Given text:
*-*-*

Wingard’s segment is a thrilling first person horror with jolting jump scares. In the next segment the makers of The Blair Witch Project return to found footage for A Ride in the Park, a fun zombie POV bloodbath tinged with a touch of melancholy.
Widely regarded as the best segment of the entire V/H/S franchise, Safe Haven pulls out all the stops with a completely outrageous finale featuring zombies, scuttling demons and the devil himself. In a similar fashion to the first film, the last segment struggles to follow the intensity of the preceding segment. Even so, Slumber Party Alien Abduction still has much to enjoy with its tale of evil aliens attacking a bunch of annoying teens.
V/H/S/2 is a surprisingly strong sequel that does justice to the original while introducing more tongue in cheek elements. Along with [Rec]2, it shows that found footage sequels can be just as frightening, impressive and well made as any of the original films on this list.
6. Troll Hunter (2010)

*-*-*

Please reproduce word for word the part of the V/H/S/2 review that begins with the words "V/H/S/2 is a" and ends with "on this list.". The items that come next have nothing to do with the review above.

*-*-*

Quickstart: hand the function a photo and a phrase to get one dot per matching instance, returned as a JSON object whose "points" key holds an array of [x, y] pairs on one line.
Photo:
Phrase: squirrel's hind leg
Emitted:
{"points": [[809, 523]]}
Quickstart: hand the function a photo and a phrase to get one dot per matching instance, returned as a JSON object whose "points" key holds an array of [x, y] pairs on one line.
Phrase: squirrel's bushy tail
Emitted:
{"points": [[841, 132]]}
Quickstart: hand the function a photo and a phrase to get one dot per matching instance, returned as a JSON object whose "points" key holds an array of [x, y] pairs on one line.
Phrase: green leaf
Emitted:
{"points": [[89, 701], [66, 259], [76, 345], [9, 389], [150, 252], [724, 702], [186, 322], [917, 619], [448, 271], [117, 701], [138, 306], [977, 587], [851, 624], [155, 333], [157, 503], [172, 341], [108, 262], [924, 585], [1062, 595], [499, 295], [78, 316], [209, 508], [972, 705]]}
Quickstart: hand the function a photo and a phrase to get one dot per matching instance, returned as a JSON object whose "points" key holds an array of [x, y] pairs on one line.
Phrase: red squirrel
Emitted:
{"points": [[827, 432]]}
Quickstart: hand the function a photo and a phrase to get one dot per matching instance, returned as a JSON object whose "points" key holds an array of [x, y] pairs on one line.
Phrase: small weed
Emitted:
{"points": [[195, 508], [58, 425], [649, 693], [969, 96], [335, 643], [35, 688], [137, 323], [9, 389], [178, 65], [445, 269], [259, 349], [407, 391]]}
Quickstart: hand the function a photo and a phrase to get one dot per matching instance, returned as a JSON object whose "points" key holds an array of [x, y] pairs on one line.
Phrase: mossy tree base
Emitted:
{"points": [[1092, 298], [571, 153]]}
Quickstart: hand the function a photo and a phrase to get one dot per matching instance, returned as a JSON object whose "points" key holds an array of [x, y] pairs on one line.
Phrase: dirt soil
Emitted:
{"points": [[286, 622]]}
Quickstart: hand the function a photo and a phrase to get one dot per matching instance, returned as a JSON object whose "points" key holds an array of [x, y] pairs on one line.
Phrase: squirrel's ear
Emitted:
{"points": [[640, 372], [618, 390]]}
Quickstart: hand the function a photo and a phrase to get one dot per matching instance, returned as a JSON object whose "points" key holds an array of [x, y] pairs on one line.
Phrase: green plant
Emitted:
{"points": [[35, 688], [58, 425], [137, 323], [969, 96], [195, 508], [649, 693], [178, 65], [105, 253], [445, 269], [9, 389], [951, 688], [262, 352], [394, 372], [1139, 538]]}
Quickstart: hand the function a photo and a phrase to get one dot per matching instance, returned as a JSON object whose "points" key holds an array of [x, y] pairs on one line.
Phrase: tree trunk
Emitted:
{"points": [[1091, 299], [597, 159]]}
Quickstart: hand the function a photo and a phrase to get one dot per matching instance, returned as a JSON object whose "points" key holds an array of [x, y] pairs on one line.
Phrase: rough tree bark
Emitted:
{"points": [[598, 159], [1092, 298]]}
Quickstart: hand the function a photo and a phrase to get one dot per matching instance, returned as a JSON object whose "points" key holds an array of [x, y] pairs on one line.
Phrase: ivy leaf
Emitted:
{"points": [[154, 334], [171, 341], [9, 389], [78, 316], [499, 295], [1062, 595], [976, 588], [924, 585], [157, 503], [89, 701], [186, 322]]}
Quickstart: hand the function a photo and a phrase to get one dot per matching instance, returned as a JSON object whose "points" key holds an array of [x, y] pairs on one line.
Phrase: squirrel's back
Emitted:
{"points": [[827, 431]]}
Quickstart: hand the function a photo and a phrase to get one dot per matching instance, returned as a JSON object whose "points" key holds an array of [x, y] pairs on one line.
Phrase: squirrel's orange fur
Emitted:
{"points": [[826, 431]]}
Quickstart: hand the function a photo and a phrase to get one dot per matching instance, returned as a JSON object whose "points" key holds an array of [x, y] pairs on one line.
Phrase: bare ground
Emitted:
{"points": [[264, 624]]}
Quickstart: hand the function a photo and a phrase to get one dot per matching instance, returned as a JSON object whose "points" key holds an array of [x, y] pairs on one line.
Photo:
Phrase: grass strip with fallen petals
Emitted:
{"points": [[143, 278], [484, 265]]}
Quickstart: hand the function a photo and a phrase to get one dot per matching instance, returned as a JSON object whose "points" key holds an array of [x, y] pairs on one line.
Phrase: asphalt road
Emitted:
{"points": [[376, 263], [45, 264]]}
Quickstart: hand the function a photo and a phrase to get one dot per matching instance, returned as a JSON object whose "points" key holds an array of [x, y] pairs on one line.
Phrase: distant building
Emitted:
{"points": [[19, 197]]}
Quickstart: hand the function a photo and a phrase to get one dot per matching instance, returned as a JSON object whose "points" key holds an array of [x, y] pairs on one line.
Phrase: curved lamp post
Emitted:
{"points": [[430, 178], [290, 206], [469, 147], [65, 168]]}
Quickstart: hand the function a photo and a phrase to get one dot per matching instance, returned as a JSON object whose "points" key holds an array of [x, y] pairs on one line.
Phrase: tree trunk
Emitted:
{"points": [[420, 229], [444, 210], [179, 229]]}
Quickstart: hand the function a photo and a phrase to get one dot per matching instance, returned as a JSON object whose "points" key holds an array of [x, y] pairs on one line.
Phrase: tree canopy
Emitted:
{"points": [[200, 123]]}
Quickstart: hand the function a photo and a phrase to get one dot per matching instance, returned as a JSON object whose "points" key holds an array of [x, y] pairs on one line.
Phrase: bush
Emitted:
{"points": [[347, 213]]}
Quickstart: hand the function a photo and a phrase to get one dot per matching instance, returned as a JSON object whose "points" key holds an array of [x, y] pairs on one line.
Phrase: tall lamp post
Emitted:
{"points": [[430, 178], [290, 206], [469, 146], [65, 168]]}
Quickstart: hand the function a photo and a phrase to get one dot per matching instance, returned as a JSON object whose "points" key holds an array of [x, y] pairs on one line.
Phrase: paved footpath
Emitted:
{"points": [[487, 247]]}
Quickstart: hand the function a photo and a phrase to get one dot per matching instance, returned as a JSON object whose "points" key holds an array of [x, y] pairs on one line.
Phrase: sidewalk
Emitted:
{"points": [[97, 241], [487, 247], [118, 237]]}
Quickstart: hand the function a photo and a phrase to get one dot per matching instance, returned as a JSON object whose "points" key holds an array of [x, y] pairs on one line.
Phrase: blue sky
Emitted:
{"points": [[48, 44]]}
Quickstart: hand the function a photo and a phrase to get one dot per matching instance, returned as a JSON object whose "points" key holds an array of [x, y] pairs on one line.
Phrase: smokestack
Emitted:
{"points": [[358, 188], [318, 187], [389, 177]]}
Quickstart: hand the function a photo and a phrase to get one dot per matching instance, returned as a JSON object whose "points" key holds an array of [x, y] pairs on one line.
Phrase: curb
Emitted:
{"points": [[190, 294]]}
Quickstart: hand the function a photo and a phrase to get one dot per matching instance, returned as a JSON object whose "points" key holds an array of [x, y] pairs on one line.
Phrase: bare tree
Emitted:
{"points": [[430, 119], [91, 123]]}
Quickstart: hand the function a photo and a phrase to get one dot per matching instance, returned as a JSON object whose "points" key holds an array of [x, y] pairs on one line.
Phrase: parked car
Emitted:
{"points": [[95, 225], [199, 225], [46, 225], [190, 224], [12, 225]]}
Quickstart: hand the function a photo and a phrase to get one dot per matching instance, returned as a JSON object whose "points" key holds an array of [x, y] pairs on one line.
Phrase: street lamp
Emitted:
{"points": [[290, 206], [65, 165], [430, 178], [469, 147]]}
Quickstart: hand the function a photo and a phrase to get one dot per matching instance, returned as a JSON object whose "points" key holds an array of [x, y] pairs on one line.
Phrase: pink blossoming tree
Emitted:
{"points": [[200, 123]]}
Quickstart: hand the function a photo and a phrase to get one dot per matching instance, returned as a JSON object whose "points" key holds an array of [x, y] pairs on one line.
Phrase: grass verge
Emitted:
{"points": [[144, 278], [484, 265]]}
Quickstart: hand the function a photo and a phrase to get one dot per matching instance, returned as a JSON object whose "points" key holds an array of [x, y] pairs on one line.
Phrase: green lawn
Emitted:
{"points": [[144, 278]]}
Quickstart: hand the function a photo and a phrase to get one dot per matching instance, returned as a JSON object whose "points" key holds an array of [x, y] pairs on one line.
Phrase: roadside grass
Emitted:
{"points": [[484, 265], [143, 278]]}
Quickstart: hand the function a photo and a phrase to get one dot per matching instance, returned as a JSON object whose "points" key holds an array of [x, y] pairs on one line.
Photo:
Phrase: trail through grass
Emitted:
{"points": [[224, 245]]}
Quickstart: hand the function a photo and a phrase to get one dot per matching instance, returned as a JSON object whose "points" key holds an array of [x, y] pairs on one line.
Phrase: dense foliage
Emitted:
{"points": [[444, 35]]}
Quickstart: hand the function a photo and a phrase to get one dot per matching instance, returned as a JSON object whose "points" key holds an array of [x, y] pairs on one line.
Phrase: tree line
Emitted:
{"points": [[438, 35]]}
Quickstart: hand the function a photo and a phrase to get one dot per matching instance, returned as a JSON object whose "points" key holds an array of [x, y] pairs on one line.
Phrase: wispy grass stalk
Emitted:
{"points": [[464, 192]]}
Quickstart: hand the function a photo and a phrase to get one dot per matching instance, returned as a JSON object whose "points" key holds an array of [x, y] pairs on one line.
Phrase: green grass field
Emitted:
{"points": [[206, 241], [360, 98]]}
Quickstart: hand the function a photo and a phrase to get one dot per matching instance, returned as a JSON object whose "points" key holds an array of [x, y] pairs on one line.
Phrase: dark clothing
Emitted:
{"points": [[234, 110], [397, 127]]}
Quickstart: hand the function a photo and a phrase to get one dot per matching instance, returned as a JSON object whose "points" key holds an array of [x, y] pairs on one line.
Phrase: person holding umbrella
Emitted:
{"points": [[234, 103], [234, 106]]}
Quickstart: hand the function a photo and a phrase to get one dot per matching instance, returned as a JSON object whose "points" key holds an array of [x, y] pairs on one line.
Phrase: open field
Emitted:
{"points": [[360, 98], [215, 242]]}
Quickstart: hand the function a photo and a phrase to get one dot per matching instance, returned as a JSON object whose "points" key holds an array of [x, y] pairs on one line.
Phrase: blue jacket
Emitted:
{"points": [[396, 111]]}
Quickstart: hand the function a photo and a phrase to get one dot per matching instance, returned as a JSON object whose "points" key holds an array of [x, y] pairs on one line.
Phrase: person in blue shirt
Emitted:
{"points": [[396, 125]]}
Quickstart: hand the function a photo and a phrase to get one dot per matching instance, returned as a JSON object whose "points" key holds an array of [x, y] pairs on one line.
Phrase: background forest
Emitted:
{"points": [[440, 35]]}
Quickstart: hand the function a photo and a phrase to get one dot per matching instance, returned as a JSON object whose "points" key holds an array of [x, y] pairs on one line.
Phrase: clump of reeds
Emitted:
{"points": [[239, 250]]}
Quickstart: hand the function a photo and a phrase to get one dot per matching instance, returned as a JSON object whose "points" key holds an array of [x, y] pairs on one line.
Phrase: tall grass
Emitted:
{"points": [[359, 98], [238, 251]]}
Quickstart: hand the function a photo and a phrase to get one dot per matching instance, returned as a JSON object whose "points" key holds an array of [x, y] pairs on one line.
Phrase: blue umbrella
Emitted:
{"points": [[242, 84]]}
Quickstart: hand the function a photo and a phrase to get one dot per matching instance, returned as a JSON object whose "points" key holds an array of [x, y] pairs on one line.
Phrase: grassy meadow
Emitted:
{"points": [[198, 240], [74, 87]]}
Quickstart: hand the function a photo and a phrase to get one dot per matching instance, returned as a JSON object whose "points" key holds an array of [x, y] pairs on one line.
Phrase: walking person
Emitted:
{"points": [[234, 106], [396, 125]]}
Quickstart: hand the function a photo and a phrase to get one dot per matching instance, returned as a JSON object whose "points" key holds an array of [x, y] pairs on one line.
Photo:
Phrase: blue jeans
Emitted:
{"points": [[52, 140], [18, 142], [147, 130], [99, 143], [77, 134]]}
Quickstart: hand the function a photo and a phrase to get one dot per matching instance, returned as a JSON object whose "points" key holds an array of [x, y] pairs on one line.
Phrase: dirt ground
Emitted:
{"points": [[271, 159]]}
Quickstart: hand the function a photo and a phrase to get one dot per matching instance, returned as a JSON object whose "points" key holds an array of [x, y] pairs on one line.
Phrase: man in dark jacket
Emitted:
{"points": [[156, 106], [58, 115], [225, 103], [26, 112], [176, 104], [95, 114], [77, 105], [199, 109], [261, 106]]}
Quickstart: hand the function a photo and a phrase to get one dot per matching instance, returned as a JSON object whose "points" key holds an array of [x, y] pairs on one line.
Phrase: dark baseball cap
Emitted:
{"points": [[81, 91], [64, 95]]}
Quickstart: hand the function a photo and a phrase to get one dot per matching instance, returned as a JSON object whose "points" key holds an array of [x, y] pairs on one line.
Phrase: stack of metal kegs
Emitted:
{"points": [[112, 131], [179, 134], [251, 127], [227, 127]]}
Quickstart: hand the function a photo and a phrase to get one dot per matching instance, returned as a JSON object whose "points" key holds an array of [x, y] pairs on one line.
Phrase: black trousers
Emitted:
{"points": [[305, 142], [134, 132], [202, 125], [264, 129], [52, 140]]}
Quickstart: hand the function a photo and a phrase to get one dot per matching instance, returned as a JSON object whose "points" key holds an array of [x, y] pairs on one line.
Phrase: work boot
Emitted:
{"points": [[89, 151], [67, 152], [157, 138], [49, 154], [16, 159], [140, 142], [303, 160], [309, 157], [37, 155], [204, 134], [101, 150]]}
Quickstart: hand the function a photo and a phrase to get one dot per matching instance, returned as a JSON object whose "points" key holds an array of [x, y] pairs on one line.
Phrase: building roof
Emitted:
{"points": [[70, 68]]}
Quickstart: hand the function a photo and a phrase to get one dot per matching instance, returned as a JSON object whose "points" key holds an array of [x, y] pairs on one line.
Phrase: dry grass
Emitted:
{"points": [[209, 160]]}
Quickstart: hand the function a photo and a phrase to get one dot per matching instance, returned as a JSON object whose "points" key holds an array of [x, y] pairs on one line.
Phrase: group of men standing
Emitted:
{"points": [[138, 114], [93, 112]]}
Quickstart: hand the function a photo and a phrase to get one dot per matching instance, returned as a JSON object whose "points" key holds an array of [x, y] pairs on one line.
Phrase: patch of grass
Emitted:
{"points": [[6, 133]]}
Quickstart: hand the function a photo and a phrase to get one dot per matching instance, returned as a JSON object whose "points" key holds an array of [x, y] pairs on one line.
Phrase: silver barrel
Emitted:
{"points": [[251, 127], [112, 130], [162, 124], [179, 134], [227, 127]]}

*-*-*

Written solution:
V/H/S/2 is a surprisingly strong sequel that does justice to the original while introducing more tongue in cheek elements. Along with [Rec]2, it shows that found footage sequels can be just as frightening, impressive and well made as any of the original films on this list.